The stretch from the line with "Target: mainsail" through the line with "In this exercise you will pick out the distant forest" in the records below: write it out exactly, and nothing else.

> [INFORMATION]:
● ● ● ● ● ● ●
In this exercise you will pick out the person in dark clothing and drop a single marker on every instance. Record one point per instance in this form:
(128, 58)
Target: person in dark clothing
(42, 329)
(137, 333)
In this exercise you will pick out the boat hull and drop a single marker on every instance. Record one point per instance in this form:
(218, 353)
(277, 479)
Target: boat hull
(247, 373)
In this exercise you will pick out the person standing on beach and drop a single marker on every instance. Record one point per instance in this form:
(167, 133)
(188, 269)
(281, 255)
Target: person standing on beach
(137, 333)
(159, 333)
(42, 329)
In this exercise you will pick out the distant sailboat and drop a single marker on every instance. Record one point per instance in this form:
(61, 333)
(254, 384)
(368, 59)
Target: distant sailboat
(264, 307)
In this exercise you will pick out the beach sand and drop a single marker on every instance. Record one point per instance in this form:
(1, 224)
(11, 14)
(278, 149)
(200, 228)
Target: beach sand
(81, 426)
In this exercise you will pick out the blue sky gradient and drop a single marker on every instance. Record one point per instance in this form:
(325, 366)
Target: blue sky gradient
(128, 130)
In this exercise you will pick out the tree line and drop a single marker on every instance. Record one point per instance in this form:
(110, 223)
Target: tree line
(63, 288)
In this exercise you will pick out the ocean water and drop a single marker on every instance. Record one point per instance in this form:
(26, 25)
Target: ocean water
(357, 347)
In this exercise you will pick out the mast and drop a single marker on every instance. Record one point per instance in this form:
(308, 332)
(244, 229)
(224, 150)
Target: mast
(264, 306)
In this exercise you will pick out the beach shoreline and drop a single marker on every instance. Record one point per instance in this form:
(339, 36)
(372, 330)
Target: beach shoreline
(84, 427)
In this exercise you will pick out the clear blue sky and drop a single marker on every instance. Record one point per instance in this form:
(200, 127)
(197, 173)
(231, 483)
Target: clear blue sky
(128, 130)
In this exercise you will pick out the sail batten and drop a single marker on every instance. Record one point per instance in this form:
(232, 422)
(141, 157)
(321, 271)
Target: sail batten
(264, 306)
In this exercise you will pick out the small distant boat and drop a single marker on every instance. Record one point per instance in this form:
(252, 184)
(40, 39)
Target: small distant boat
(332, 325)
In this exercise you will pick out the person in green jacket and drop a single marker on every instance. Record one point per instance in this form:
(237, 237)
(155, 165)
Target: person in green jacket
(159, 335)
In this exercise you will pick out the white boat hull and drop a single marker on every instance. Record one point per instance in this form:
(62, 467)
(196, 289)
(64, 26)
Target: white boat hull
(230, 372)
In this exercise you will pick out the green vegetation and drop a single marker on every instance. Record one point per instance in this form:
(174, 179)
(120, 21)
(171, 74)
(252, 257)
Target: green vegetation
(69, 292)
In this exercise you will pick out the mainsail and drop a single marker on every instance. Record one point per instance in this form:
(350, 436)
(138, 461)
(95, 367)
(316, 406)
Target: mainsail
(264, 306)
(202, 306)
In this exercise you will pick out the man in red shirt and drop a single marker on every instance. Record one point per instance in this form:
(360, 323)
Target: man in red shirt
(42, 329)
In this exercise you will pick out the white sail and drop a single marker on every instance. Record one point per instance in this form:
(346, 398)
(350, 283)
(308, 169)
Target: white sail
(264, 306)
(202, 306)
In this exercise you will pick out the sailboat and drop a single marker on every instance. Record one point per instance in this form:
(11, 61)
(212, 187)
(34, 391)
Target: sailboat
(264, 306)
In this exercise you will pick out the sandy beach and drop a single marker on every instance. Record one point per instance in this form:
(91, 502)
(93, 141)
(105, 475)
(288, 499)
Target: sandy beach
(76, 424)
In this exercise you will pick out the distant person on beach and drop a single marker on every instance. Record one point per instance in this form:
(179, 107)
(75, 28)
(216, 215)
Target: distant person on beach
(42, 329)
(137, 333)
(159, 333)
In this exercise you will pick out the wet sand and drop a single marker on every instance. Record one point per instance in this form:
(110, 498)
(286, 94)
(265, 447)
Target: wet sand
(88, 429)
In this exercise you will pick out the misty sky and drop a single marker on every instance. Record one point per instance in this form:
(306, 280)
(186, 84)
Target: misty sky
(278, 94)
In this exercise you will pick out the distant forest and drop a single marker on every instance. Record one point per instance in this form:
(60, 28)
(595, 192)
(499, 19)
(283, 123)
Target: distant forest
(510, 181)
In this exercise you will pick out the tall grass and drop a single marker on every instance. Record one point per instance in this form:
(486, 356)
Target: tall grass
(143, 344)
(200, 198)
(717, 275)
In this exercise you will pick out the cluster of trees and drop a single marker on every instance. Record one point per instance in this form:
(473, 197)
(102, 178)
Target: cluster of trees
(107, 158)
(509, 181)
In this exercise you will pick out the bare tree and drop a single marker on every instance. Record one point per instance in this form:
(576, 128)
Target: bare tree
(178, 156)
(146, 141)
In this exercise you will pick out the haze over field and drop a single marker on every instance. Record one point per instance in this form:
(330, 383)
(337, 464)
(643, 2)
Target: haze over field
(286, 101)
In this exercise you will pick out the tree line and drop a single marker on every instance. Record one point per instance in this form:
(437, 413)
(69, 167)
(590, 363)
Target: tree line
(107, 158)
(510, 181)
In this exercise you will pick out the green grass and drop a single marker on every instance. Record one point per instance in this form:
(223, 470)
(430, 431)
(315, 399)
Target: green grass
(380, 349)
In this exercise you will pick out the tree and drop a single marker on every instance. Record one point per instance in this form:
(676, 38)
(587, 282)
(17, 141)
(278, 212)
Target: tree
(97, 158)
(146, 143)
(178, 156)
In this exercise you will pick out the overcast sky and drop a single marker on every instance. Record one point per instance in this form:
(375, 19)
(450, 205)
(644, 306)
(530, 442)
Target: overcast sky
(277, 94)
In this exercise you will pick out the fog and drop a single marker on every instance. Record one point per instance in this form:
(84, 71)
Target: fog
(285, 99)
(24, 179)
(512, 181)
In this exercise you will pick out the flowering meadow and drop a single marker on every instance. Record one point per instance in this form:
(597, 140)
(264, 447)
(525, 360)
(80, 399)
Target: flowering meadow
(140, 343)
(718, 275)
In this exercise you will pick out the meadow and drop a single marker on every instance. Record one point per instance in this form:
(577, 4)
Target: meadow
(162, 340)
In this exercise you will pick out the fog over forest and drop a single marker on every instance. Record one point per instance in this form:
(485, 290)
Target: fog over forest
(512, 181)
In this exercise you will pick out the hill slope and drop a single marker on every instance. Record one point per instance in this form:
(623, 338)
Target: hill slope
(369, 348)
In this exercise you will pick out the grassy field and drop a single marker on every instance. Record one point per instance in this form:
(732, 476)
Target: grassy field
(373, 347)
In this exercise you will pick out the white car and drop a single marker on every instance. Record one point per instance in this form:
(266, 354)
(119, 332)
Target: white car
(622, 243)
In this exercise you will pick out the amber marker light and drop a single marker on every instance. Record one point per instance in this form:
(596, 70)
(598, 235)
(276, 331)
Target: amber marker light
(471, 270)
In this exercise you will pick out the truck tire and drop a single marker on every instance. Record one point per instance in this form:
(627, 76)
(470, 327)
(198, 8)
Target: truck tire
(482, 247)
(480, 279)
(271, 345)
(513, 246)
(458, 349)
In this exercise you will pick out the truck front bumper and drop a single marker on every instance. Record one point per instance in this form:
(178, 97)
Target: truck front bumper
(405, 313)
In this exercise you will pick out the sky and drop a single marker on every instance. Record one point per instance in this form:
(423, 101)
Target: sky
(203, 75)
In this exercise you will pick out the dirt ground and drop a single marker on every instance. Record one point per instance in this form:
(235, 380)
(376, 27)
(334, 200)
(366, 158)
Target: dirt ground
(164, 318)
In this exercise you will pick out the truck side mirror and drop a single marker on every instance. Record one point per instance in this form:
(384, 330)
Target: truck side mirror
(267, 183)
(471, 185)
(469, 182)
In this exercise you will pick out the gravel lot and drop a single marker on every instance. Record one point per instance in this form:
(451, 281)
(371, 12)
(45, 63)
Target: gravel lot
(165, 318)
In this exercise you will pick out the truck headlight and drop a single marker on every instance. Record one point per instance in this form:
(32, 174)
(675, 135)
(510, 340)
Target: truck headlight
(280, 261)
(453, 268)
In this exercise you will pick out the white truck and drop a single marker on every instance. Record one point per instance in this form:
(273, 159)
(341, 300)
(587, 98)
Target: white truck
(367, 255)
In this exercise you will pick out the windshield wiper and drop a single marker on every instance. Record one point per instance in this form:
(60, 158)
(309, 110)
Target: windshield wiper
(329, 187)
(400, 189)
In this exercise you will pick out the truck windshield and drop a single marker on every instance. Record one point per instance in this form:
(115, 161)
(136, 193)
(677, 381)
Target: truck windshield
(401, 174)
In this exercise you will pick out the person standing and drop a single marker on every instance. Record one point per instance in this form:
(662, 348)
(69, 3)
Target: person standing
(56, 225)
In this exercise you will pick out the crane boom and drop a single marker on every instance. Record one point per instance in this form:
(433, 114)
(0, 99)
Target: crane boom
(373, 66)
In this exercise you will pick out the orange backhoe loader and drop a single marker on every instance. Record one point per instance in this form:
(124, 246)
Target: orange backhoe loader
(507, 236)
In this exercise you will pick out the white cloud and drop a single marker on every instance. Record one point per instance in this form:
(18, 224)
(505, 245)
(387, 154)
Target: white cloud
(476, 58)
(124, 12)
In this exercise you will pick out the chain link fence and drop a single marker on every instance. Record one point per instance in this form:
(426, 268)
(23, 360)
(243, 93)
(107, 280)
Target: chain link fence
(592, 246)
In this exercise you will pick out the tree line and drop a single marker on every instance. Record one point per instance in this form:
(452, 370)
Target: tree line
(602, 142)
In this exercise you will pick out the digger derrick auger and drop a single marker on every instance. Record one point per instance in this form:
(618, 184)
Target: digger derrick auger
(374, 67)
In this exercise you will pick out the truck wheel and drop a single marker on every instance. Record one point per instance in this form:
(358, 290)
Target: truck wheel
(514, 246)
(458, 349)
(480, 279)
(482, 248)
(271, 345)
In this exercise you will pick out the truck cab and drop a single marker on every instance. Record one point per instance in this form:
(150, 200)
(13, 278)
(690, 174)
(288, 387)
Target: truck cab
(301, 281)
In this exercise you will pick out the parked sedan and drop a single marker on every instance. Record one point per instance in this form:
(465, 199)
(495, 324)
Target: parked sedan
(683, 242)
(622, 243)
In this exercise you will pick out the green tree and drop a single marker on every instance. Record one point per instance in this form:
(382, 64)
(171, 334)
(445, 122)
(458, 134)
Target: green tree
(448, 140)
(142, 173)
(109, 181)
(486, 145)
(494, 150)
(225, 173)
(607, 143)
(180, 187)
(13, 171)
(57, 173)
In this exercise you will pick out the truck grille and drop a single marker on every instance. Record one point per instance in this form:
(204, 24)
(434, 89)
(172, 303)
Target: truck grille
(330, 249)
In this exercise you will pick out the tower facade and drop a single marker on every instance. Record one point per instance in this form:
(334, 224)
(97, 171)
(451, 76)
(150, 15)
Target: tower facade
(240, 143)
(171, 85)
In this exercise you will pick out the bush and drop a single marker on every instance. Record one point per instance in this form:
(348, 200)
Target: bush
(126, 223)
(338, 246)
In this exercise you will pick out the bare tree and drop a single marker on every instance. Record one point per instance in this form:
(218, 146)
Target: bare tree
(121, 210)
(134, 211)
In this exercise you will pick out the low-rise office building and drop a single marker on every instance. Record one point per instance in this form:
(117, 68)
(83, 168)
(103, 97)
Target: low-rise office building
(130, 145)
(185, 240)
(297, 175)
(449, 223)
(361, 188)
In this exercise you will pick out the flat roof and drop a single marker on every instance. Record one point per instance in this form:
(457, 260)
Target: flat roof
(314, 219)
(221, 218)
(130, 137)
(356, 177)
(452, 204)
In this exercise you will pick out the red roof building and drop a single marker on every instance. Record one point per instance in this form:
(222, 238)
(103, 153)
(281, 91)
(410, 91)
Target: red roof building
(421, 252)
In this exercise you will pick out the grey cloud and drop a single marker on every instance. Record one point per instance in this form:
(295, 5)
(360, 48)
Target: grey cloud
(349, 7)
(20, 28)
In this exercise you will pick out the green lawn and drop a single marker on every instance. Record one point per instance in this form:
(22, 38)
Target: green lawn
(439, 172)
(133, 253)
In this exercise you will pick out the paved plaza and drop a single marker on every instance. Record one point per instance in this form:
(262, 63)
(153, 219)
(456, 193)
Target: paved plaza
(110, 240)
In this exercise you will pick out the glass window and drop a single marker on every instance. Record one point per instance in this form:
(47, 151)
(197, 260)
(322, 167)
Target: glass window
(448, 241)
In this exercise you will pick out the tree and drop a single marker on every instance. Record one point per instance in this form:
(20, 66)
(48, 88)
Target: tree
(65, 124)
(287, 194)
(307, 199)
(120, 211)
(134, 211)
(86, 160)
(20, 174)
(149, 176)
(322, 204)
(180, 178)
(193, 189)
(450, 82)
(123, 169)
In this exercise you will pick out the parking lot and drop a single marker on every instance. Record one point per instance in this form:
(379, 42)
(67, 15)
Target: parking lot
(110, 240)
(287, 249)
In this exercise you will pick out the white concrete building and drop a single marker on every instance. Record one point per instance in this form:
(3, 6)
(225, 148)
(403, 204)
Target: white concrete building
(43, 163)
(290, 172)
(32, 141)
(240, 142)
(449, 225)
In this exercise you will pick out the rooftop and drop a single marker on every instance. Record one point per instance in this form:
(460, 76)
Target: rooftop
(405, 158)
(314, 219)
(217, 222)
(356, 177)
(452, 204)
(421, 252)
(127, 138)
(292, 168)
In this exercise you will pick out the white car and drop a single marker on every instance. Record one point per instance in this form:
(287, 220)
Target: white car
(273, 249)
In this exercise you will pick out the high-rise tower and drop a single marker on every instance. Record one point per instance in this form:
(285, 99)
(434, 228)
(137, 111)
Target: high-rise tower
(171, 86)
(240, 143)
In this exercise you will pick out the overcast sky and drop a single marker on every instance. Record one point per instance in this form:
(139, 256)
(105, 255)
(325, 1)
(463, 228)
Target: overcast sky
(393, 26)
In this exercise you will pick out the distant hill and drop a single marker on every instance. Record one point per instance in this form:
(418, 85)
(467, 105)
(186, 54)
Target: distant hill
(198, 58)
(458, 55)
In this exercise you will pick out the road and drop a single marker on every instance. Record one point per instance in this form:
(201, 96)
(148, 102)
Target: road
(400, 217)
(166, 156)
● ● ● ● ● ● ●
> [WRITTEN SOLUTION]:
Target: mainsail
(264, 306)
(202, 306)
In this exercise you will pick out the man in red shirt and drop a single marker on every instance. Record one point per instance in this form:
(360, 323)
Target: man in red shirt
(42, 329)
In this exercise you will pick out the white sail and drop a single marker on every instance. Record one point per instance in this form:
(346, 398)
(350, 283)
(308, 169)
Target: white sail
(264, 306)
(202, 306)
In this exercise you will pick out the sailboat and drop a single marker on every instance. Record one point per instance in this form:
(11, 61)
(212, 187)
(34, 391)
Target: sailboat
(264, 306)
In this exercise you will pick out the sandy beach and drop a single marker on every instance. Record one point per instance in this form:
(91, 502)
(93, 141)
(105, 475)
(288, 499)
Target: sandy beach
(76, 424)
In this exercise you will pick out the distant person on beach and drop a single marker on every instance. Record one point per instance in this form:
(179, 107)
(75, 28)
(216, 215)
Target: distant person on beach
(42, 329)
(137, 333)
(159, 333)
In this exercise you will pick out the wet sand and drop a single marker on every instance. Record one point per instance in this form:
(110, 498)
(286, 94)
(265, 447)
Target: wet sand
(88, 429)
In this exercise you will pick out the misty sky and drop a single marker on every instance. Record one point per instance in this form:
(306, 280)
(186, 84)
Target: misty sky
(278, 94)
In this exercise you will pick out the distant forest and drop a single marker on every instance. Record one point per instance in this form:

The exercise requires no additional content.